Task prompt |
Can you copy the lines below word for word, leaving out the pictures?
--- Start of Material shown ---
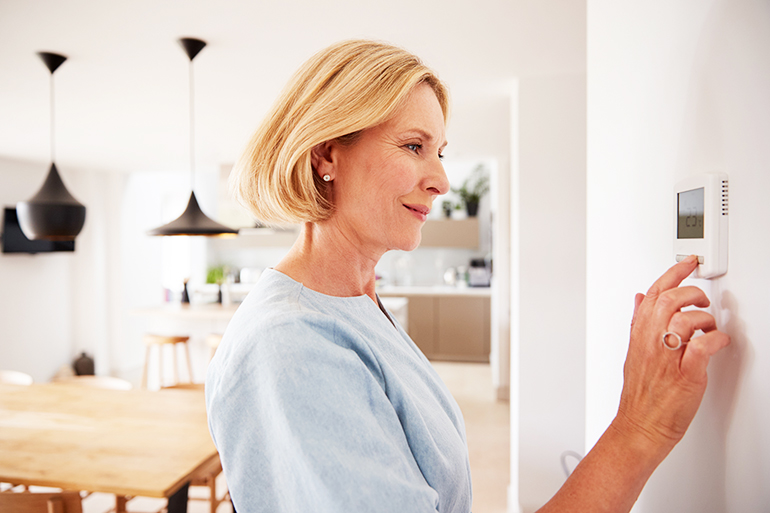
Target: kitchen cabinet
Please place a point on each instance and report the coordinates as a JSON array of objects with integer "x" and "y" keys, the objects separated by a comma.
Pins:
[
  {"x": 450, "y": 233},
  {"x": 449, "y": 326}
]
--- End of Material shown ---
Exercise solution |
Target: kitchen cabinet
Please place a point on each instance and report the coordinates as a JSON array of objects with integer "x" and "y" keys, the objects separated by a comma.
Pins:
[
  {"x": 450, "y": 233},
  {"x": 449, "y": 326}
]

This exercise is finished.